◆ KUTIPAN DOKUMEN ◆
==================================================

Ketika umat perumah-tangga
datang memberikan persembahan ke sini, mereka melafal, “Pada akhirnya, semoga
kita mencapai Nibbana pada masa depan.” Kapan atau di mana itu, mereka tidak
benar-benar tahu. Nibbana jadinya nun jauh. Mereka tidak mengatakan, “Di sini
saat kini.” Mereka megatakan “Suatu saat pada masa depan.” Selalu suatu tempat,
suatu saat “di sana”. Bukan “di sini”. Hanya “di sana”. Dalam kehidupan
berikutnya, juga akan dibilang “di sana”, dan dalam kehidupan-kehidupan
mendatang juga akan dibilang “di sana”. Jadi mereka tidak akan pernah sampai,
karena Nibbana selalu “di sana”.

==================================================

◆ DAFTAR YANG DITAMPILKAN ◆

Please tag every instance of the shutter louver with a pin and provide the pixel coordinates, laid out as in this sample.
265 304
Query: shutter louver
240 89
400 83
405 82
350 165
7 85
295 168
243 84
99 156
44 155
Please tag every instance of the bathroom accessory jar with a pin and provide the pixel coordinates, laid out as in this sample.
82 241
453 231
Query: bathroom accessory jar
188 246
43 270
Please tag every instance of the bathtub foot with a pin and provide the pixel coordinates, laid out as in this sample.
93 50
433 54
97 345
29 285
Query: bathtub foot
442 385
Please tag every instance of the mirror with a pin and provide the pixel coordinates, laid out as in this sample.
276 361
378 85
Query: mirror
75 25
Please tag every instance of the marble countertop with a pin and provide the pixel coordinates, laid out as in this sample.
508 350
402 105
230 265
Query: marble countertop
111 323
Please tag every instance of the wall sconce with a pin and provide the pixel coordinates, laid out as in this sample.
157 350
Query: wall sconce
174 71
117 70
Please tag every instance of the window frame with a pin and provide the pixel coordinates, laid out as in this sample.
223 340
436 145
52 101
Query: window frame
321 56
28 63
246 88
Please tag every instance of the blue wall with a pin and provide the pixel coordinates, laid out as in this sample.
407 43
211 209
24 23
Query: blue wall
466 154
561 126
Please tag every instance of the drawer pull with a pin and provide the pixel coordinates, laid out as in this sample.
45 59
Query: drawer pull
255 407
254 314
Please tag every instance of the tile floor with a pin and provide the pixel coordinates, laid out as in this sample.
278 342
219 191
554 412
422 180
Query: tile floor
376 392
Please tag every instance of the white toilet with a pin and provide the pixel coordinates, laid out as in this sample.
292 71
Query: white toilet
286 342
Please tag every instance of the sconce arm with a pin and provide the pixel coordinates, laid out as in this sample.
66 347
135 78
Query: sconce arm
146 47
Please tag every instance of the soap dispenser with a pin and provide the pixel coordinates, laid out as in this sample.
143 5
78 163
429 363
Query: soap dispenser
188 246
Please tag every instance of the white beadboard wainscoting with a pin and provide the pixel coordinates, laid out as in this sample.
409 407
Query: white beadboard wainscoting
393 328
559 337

==================================================

◆ PETUNJUK LATIHAN ◆
Teruskan kutipan tentang Nibbana yang selalu dianggap "di sana", dimulai setelah kalimat terakhirnya.

◆ JAWABAN LATIHAN ◆
Ini seperti orang-orang
yang mengundang seorang bhikkhu tua untuk menerima dana makanan di desa dan
mengatakan, “Tolong Bhante pergi menyambut dana ke desa sana.” Kemudian ketika
ia telah berjalan ke desa yang jauh dari sana, penduduknya berkata, “Tolong
Bhante menerima dana makanan di sebelah sana.” Ia terus berajlan, namun ke mana
pun ia tiba, mereka memberitahunya, “Tolong Bhante menerima dana makanan di
sana.” Orang tua malang ini tidak akan pernah mendapatkan sesuap makanan; ia hanya
akan terus berjalan “ke sana,” dan “di sebelah sana”, dan tidak menerima apa
pun.
Kita cenderung seperti ini.
Kita tidak pernah mengatakan “di sini saat kini”. Kenapa tidak? Apa ada yang
salah dengan saat kini? Ini karena kita masih terlibat dengan segala sesuatu.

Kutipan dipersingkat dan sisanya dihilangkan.